The Wisconsin Plan (also known as the Wales Plan and Canada Plan; originally Continuous Mediation Without Armistice) was a proposal created by Julia Grace Wales to end the First World War.

== Origin and purpose ==

Julia Grace Wales was a Canadian-born Wisconsin university professor who was deeply troubled by reports of the war. She spent the autumn of 1914 considering possible methods for finding a peace solution. The United States was neutral at the time, and President Woodrow Wilson asked his compatriots to remain "impartial in thought". In December, Wales prepared a plan. She proposed that the United States organize a conference (a "world thinking organ") composed of delegations from neutral countries, who would mediate between the warring powers and disseminate peace proposals, with the goal of eventually reaching a fair settlement. The conference was to last for as long as the war continued. Two main principles were meant to guide the mediators: no nation could be humiliated by the peace, and there could be no compromises that could later lead to another war. The plan was carefully revised many times.

== Reactions ==

The newly formed Wisconsin Peace Party and the National Peace Party, led by Jane Addams, both endorsed Wales' plan. The former party started printing and distributing the Wisconsin Plan as pamphlets in early 1915. The National Peace Party sent a delegation to present the idea to President Wilson and to the United States Congress, to which it was recommended by Wisconsin's Senator Robert M. La Follette, Sr. Rosika Schwimmer, who had independently devised a similar idea, proposed the plan at the International Congress of Women, and Wales seconded it. The ICW received several proposals but unanimously agreed that the Wisconsin Plan was the most plausible method. Thousands of pamphlets, printed in four languages, were distributed in Europe and North America.

Wilson appeared to be interested in the proposal, but the sinking of the RMS Lusitania by the Germans in March 1915 and the resulting deaths of 1,198 people (128 of whom were U.S. citizens) brought about an uncertainty about the neutrality policy, leading government officials to back away from mediation. The industrialist Henry Ford started advocating the Wisconsin Plan and accompanied Wales to Europe, but the movement began declining. The United States entered the war in April 1917, rendering the plan a dead letter.

(Stored entries)

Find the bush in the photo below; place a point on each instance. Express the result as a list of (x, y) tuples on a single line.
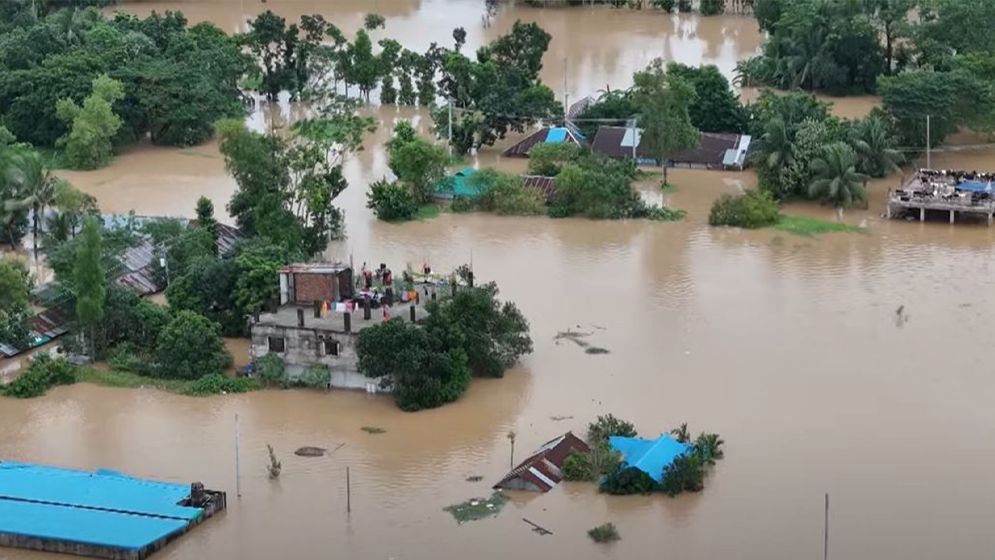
[(604, 533), (548, 159), (315, 377), (190, 347), (753, 209), (391, 201), (605, 426), (216, 383), (685, 473), (628, 480), (576, 466), (271, 370), (43, 372), (504, 193)]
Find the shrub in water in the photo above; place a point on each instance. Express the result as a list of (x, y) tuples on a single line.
[(752, 209)]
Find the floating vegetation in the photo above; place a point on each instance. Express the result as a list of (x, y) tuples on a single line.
[(477, 508), (604, 533), (308, 451), (373, 430)]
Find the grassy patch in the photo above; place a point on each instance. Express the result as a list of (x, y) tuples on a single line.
[(373, 430), (427, 211), (205, 386), (477, 508), (604, 533), (809, 226), (127, 379)]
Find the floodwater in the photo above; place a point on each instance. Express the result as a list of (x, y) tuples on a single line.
[(789, 347)]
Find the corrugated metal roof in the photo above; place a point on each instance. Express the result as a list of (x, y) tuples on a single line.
[(542, 468)]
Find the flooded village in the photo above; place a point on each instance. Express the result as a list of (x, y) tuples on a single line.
[(828, 363)]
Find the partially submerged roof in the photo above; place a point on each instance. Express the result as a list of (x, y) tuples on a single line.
[(101, 507), (544, 186), (541, 470), (715, 149), (545, 135), (648, 455)]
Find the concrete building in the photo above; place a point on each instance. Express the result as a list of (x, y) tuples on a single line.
[(320, 315)]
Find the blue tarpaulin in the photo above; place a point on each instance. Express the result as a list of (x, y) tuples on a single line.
[(104, 528), (648, 455), (100, 489), (975, 186), (555, 135)]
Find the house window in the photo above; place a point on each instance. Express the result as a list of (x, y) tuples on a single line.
[(277, 344)]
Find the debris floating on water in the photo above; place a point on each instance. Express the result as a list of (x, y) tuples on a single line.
[(476, 509), (308, 451), (373, 430)]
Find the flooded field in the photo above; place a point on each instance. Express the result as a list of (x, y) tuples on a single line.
[(787, 346)]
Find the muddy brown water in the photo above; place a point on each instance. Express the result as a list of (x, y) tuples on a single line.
[(787, 346)]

QUESTIONS ON THE MATERIAL
(a) According to the Wisconsin Plan text, in how many languages were the distributed pamphlets printed?
(b) From the Wisconsin Plan text, copy the passage from "The newly formed" up to and including "and North America.".

ANSWERS TO THE PROBLEMS
(a) They were printed in four languages.

(b)
The newly formed Wisconsin Peace Party and the National Peace Party, led by Jane Addams, both endorsed Wales' plan. The former party started printing and distributing the Wisconsin Plan as pamphlets in early 1915. The National Peace Party sent a delegation to present the idea to President Wilson and to the United States Congress, to which it was recommended by Wisconsin's Senator Robert M. La Follette, Sr. Rosika Schwimmer, who had independently devised a similar idea, proposed the plan at the International Congress of Women, and Wales seconded it. The ICW received several proposals but unanimously agreed that the Wisconsin Plan was the most plausible method. Thousands of pamphlets, printed in four languages, were distributed in Europe and North America.